Aufgabe 1. Welche ISO-Datei hat der Verfasser des ersten Beitrags im Forenthread zur Gentoo-Live-DVD heruntergeladen?

# Gentoo Installer neue Live DVD 10.1

## Tinitus

Hallo,

ich habe mir mal die neue Live DVD (livedvd-x86-amd64-32ul-10.1.iso) heruntergeladen.

Erst mal ganz geniales Teil. Läuft auf einem aktuellen Rechner ohne Probleme mit dem neuen KDE.

Danke an die "Ersteller"!

Nun meine Frage:

Wo ist denn der Installer in dieser DVD? Wollte das gerne mal ausprobieren. Hatte gestern mal den von der 2008 CD getestet. Leider ist das Update auf ein aktuelles System wegen vieler Fehler in den ebuilds nicht ganz einfach und hat mich ca. 6h Stunden gekostet.

Tipp an dieser Stelle: Festplatte zuerst manuell mit fdisk einrichten dann klappt es besser.

Deshalb wollte ich das eigentlich ganz gute Installerteil mal mit einem aktuelleren System testen.

Nur finde ich es hier nicht. Oder habe ich die falsche DVD?

G. R.

----------

## Tinitus

 *Tinitus wrote:*   

> Hallo,
> 
> ich habe mir mal die neue Live DVD (livedvd-x86-amd64-32ul-10.1.iso) heruntergeladen.
> 
> Erst mal ganz geniales Teil. Läuft auf einem aktuellen Rechner ohne Probleme mit dem neuen KDE.
> ...

 

Ich denke ich habs gefunden:

http://www.gentoo.org/proj/en/releng/installer/

Schade...

G. R.

----------

## Max Steel

ICh möchte dir ans Herz legen Gentoo über den empfohlenen Weg zu installieren:

Für 32bit Installationen:

http://www.gentoo.org/doc/de/handbook/handbook-x86.xml

Für 64bit Installationen:

http://www.gentoo.org/doc/de/handbook/handbook-amd64.xml

----------

## Tinitus

 *Max Steel wrote:*   

> ICh möchte dir ans Herz legen Gentoo über den empfohlenen Weg zu installieren:
> 
> Für 32bit Installationen:
> 
> http://www.gentoo.org/doc/de/handbook/handbook-x86.xml
> ...

 

Hallo,

ist schon klar....aber zum Testen bzw. Schnellinstall ist es schon OK. Habe es einmal getestet. War begeistert. Leider ist die 2008 Version absolut Out of Date.....

G. R.

----------

[Datensätze, einer Sammlung entnommen]
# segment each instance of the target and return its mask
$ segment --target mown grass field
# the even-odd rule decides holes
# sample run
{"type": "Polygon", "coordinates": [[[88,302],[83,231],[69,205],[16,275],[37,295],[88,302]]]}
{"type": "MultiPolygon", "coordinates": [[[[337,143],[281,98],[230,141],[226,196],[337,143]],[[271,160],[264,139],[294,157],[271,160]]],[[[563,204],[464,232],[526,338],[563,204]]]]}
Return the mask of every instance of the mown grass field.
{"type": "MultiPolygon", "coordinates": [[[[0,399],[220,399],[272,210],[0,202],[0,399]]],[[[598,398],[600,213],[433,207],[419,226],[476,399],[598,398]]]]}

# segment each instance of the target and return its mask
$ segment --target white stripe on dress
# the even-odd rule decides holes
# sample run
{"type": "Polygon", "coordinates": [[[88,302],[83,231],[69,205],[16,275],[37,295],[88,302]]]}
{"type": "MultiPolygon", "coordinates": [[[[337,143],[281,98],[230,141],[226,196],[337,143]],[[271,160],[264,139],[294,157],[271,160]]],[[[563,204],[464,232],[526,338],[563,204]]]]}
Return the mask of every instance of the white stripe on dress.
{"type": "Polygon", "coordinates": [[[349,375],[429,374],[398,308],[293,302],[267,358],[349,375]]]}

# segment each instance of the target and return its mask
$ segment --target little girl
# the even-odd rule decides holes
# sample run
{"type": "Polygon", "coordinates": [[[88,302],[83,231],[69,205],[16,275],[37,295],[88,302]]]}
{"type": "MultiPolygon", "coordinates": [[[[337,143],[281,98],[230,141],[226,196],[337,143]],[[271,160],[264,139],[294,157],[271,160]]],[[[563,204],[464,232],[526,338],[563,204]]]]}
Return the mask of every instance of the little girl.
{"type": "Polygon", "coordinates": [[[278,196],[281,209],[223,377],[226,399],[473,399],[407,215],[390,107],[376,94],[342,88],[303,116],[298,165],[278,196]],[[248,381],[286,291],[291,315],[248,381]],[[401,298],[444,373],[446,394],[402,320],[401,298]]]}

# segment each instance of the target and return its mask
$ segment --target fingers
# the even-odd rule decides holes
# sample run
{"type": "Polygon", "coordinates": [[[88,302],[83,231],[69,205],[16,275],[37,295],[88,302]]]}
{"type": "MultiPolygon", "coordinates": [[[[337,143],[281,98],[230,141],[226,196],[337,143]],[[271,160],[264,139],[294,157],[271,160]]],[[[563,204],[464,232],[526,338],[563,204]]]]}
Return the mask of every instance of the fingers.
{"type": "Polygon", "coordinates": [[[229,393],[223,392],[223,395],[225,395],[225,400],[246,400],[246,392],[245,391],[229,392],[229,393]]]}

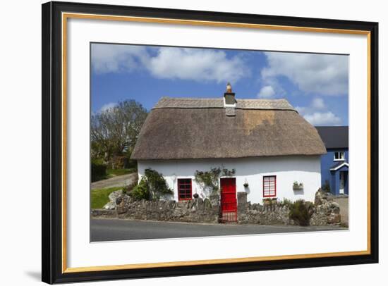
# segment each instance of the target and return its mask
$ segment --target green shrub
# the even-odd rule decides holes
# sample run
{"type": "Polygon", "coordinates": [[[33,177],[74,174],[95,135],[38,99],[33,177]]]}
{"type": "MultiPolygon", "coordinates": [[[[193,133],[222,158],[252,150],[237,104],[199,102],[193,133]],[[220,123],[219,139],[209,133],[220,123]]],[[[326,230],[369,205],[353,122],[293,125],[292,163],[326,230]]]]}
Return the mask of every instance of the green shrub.
{"type": "Polygon", "coordinates": [[[144,176],[129,195],[135,199],[157,200],[162,196],[173,194],[163,175],[152,169],[145,169],[144,176]]]}
{"type": "Polygon", "coordinates": [[[289,208],[292,204],[292,201],[289,199],[284,198],[279,203],[281,206],[286,206],[289,208]]]}
{"type": "Polygon", "coordinates": [[[150,199],[148,184],[147,184],[147,181],[144,177],[140,180],[138,185],[133,187],[129,195],[137,200],[146,199],[148,201],[150,199]]]}
{"type": "Polygon", "coordinates": [[[92,160],[91,169],[92,182],[107,178],[107,165],[102,160],[92,160]]]}
{"type": "Polygon", "coordinates": [[[329,184],[329,181],[327,180],[325,181],[325,184],[322,186],[322,189],[326,192],[330,192],[330,184],[329,184]]]}
{"type": "Polygon", "coordinates": [[[145,170],[144,175],[147,178],[151,199],[159,199],[162,195],[174,194],[160,173],[150,168],[145,170]]]}
{"type": "Polygon", "coordinates": [[[95,189],[90,192],[92,209],[102,209],[109,202],[109,194],[114,191],[121,189],[121,187],[113,187],[105,189],[95,189]]]}
{"type": "Polygon", "coordinates": [[[299,225],[308,225],[313,213],[313,203],[298,199],[290,204],[289,217],[299,225]]]}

Aufgabe 2. Wandle die Zeilen der Datensätze vom Anfang bis einschließlich der Zeile mit „Return the mask of every instance of the mown“ in eine JSON-Liste von Zeichenketten um, mit einem Eintrag pro Zeile und ohne Leerzeilen.

Korrektes Ergebnis 1. livedvd-x86-amd64-32ul-10.1.iso

Korrektes Ergebnis 2.
[
  "# segment each instance of the target and return its mask",
  "$ segment --target mown grass field",
  "# the even-odd rule decides holes",
  "# sample run",
  "{\"type\": \"Polygon\", \"coordinates\": [[[88,302],[83,231],[69,205],[16,275],[37,295],[88,302]]]}",
  "{\"type\": \"MultiPolygon\", \"coordinates\": [[[[337,143],[281,98],[230,141],[226,196],[337,143]],[[271,160],[264,139],[294,157],[271,160]]],[[[563,204],[464,232],[526,338],[563,204]]]]}",
  "Return the mask of every instance of the mown grass field."
]